### Rows from a pointing dataset
────────────────

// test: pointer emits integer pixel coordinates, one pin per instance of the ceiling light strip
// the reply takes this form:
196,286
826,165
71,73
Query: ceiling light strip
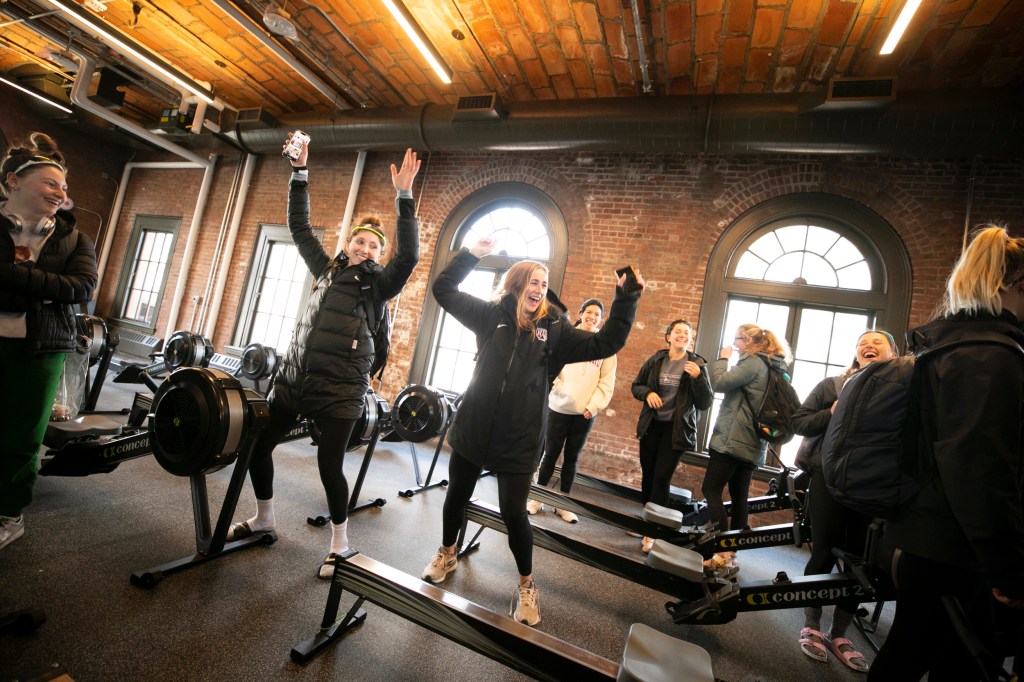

────────────────

Locate each row above that contains the string "light" and copy those rows. Case counts.

// test: pointer emits integer pixel coordinates, one pin per instance of the ceiling light strip
Query: ceiling light strip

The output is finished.